In the entries below, find each line with the word "metal" and return it.

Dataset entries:
========================================================================
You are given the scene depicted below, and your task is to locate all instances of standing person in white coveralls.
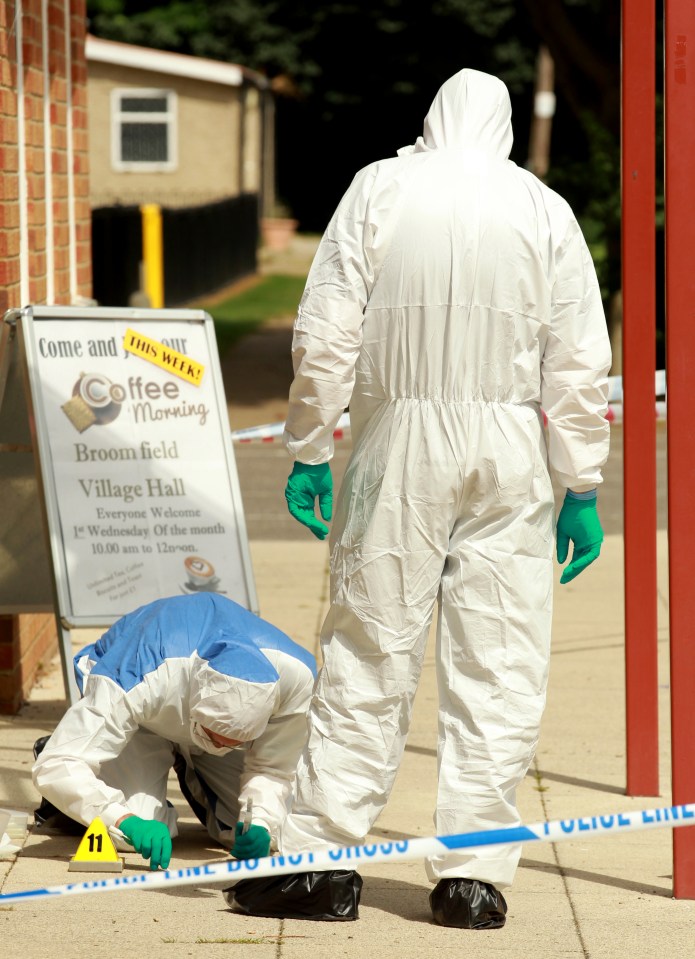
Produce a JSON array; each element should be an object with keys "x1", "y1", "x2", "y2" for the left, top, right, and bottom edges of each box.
[
  {"x1": 32, "y1": 593, "x2": 317, "y2": 870},
  {"x1": 227, "y1": 68, "x2": 611, "y2": 928}
]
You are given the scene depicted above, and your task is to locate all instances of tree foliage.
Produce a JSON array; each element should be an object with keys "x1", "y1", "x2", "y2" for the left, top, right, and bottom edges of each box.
[{"x1": 87, "y1": 0, "x2": 623, "y2": 300}]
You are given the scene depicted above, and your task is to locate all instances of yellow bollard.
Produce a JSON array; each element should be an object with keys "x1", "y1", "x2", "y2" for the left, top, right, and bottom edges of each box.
[{"x1": 141, "y1": 203, "x2": 164, "y2": 308}]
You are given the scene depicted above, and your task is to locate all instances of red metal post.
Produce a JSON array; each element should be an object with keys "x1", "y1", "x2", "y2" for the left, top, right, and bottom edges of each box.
[
  {"x1": 664, "y1": 0, "x2": 695, "y2": 899},
  {"x1": 665, "y1": 0, "x2": 695, "y2": 899},
  {"x1": 621, "y1": 0, "x2": 659, "y2": 796}
]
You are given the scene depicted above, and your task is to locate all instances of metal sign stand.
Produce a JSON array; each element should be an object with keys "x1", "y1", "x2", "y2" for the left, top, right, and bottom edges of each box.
[{"x1": 2, "y1": 305, "x2": 258, "y2": 705}]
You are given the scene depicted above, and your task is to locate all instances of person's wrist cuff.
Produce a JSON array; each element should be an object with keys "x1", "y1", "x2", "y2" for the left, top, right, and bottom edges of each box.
[
  {"x1": 293, "y1": 461, "x2": 330, "y2": 473},
  {"x1": 566, "y1": 488, "x2": 597, "y2": 501},
  {"x1": 104, "y1": 805, "x2": 132, "y2": 830}
]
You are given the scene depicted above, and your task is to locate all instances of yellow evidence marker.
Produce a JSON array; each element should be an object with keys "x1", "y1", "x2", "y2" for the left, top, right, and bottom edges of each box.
[{"x1": 68, "y1": 817, "x2": 124, "y2": 873}]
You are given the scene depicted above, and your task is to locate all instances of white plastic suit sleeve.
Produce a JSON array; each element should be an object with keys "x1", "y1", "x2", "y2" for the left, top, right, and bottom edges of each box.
[
  {"x1": 31, "y1": 678, "x2": 141, "y2": 829},
  {"x1": 542, "y1": 211, "x2": 612, "y2": 489},
  {"x1": 238, "y1": 712, "x2": 310, "y2": 843},
  {"x1": 283, "y1": 167, "x2": 377, "y2": 464}
]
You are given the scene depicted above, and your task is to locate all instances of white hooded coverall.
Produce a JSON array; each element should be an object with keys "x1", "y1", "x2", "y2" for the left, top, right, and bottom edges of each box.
[
  {"x1": 33, "y1": 593, "x2": 316, "y2": 851},
  {"x1": 281, "y1": 69, "x2": 611, "y2": 888}
]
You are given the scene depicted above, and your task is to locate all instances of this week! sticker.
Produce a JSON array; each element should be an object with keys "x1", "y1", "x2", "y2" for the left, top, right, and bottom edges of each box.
[{"x1": 123, "y1": 328, "x2": 205, "y2": 386}]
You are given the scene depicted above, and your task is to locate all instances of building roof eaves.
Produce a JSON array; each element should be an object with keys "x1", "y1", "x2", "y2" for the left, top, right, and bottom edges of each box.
[{"x1": 86, "y1": 35, "x2": 269, "y2": 90}]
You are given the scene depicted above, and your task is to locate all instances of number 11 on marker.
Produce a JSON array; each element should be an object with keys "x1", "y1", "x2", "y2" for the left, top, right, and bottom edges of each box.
[{"x1": 87, "y1": 833, "x2": 103, "y2": 853}]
========================================================================
Written solution:
You are given the scene depicted above, and your task is to locate all instances of red metal post.
You are given the scene depicted above, and your task is to locate all instances of metal sign stand.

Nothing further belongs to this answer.